### Text
# clues for films.



## ReaperRick (Sep 2, 2009)

I'm not sure what you're looking for....explain a little bit more.


----------



## Frankie's Girl (Aug 27, 2007)

I think you're meaning some items around your house that will tie in with a horror movie? If so here's my ideas:

Sweeny Todd








This was a old straight razor belonging to my FatherInLaw (you can find these at flea markets or even get prop ones online) and a thrift store shadowbox frame. I made a paper label and tore the edges and tea-stained the paper... it reads:
_Evidence ID: 10312011
Date Collected: 13 October 1888
Description: Straight razor found near body of victim discovered in crypt beneath St. Dunstan._

Friday The 13th series
Make a fake brochure for the "Camp Crystal Lake" and leave it laying on a table.

Hellraiser
Puzzlebox - could make one or buy one 

Blair Witch Project
The little twig doll figures hanging from a light fixture or down a hall way


Nighmare on Elm Street 
Old brown fedora and red/green sweater hanging on a coatrack or over a chair...


The Shining
Either REDRUM on a wall across a mirror, or a typewriter with the "all work and no play" line typed all over

The Exorcist
A Ouija board with a note saying "Captain Howdy says hello" or a can of pea soup and several vials of holy water nearby

Shawn of the Dead
A bloody cricket bat 

Zombieland
box of twinkies, and a toy car (they make them bigger than the matchbox size) with the number "3" painted on the side, and a bottle of code red Mountain Dew




There's some great ideas in this thread:
http://www.halloweenforum.com/party-ideas-experiences-recipes/51786-horror-movie-prop-game.html


----------



## sneakykid (Sep 19, 2010)

### Tasks to carry out
1 > In the thread on horror movie clues, what date does the tea-stained evidence label for the straight razor give as the date collected?
2 > Continue the thread on horror movie clues from where it stops, writing the post that follows the sneakykid heading.

Raw records:

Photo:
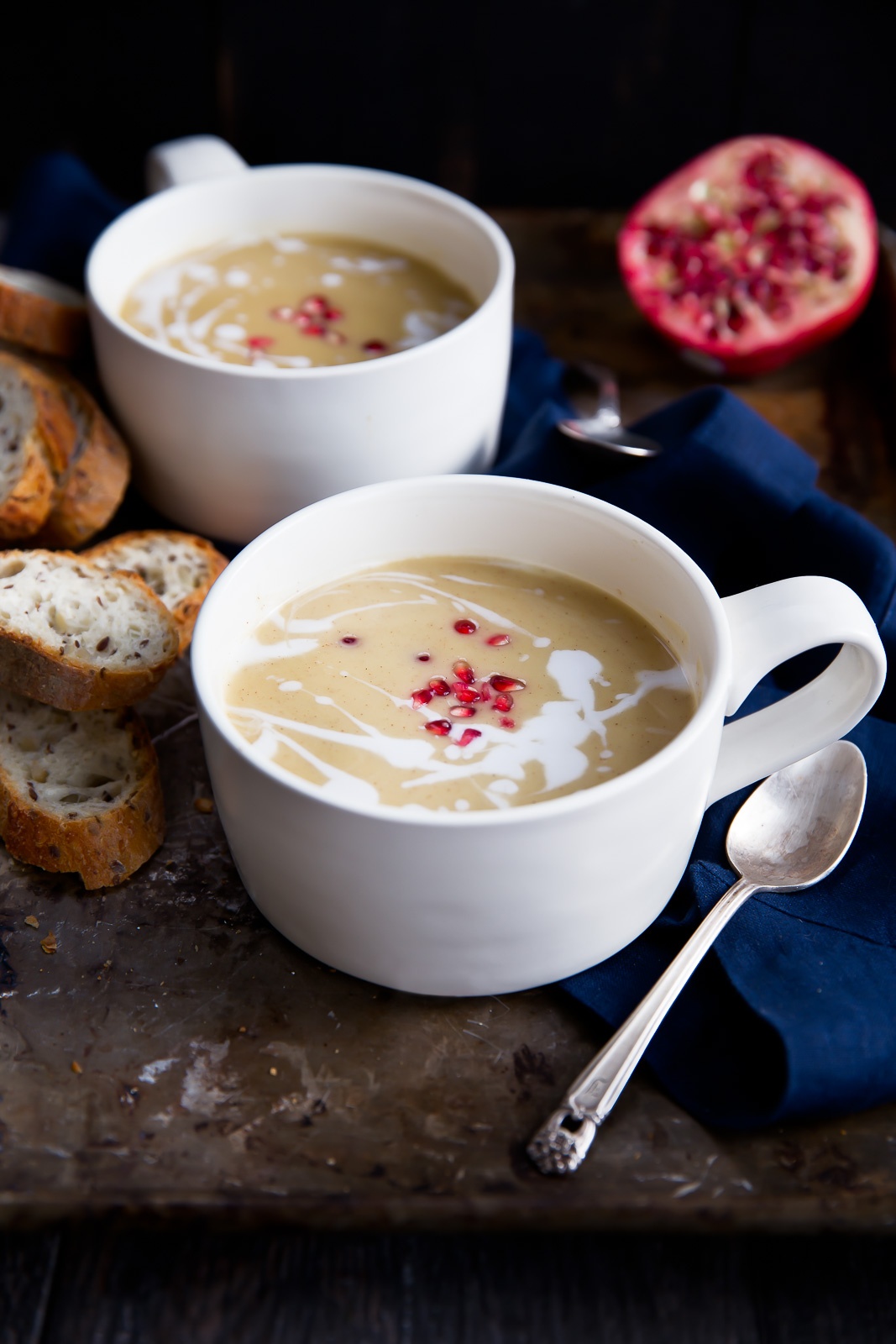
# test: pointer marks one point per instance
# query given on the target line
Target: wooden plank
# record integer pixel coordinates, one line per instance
(123, 1285)
(27, 1263)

### Responses to the exercise
1 > 13 October 1888

2 >
Do you only want horror films clues?


----------



## mockingjay (Sep 29, 2012)

yeh scary films, horror films either. ahh thanks thats some good ideas


----------



## 13ghosts (Aug 16, 2008)

I painted a door for my last party that had Candyman's face and another sign next to it with "sweets for the sweet" since thats spray painted everywhere in the movie. 

How about a table with knick knacks with a penguin facing due east? I love Misery


----------



## natascha (Jul 21, 2004)

Mannaquin head in a box addressed to David Mills - Seven

Handbook for the recently Deceased - Betelgeuse


----------



## celipops (Jul 23, 2011)

I love this idea, I have done horror movie rounds while everyone was eating... if you need anything like that, I have 60 plus movie stills in a pdf - 2 pictures to a page i cut and mounted on presentation foam board... 10 at a time for people to guess ... 6 rounds through dinner..


----------



## Killamira (Oct 14, 2009)

celipops said:


> I love this idea, I have done horror movie rounds while everyone was eating... if you need anything like that, I have 60 plus movie stills in a pdf - 2 pictures to a page i cut and mounted on presentation foam board... 10 at a time for people to guess ... 6 rounds through dinner..


This a great idea! I may have to sneak into the darkness of night and snatch it from y....Oh! pdf's, well that could work too!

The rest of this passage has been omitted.